[Start of section]

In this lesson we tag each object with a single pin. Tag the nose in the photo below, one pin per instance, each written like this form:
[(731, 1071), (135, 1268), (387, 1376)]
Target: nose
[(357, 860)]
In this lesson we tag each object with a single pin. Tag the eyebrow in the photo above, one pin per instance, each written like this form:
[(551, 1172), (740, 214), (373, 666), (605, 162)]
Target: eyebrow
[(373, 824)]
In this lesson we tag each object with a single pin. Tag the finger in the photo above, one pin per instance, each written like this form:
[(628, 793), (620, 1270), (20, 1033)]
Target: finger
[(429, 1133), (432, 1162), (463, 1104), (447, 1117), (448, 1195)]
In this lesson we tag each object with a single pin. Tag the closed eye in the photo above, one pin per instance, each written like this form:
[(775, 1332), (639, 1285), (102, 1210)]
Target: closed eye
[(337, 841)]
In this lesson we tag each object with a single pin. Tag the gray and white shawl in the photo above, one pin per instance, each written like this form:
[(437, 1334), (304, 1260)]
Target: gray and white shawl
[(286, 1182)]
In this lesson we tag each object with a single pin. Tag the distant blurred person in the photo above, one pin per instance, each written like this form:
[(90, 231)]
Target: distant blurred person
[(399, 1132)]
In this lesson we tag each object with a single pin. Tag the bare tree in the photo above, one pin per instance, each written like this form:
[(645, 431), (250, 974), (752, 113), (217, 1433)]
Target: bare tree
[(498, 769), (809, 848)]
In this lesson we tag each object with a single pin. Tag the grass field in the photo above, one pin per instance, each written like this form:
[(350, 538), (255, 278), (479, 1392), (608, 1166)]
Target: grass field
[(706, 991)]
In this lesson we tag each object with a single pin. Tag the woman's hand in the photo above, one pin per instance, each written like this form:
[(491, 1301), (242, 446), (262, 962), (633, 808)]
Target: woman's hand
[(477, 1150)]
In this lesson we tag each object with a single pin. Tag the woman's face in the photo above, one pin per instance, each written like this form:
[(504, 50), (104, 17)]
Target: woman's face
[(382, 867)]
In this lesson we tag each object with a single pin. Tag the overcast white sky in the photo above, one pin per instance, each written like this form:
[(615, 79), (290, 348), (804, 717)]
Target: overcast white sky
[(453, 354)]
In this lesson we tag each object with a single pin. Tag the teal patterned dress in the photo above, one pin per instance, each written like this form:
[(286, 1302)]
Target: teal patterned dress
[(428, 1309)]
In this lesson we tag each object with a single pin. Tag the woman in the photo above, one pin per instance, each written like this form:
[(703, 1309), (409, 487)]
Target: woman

[End of section]

▸ **Task instructions**:
Where a line in the entries holds "above", copy that line.

▸ **Solved exercise**:
In this lesson we tag each object with a single pin. Tag the eyebrow in the photo above, one pin per instance, each written like this form:
In this lesson we tag each object with a single pin. Tag the finger in the photo above, one pin per instance, each written like this form:
In this lesson we tag each object with a single pin. Tag the closed eye in the photo above, one pin per instance, each written like this form:
In this lesson we tag each object with a single pin. Tag the gray and white shawl in the photo above, one pin per instance, each written like this form:
In this lesson we tag each object with a single pin. Tag the distant blurred person in the photo above, one pin per instance, each written like this form:
In this lesson we tag each object with a single pin. Tag the bare tree in the photo above, one pin per instance, each written like this form:
In this lesson we tag each object with a single pin. Tag the grass field in the photo above, one pin per instance, each written like this form:
In this lesson we tag each object with a single pin. Tag the woman's hand in the photo above, one pin per instance, each written like this form:
In this lesson we tag each object with a single pin. Tag the woman's face in the photo above, one pin per instance, each written like this form:
In this lesson we tag each object with a single pin. Tag the overcast white sky in the photo above, one pin per instance, each written like this form:
In this lesson we tag each object with a single pin. Tag the teal patterned dress in the photo above, one pin per instance, each written like this form:
In this lesson we tag each object with a single pin. Tag the woman in the photo above, one pin per instance, each written like this form:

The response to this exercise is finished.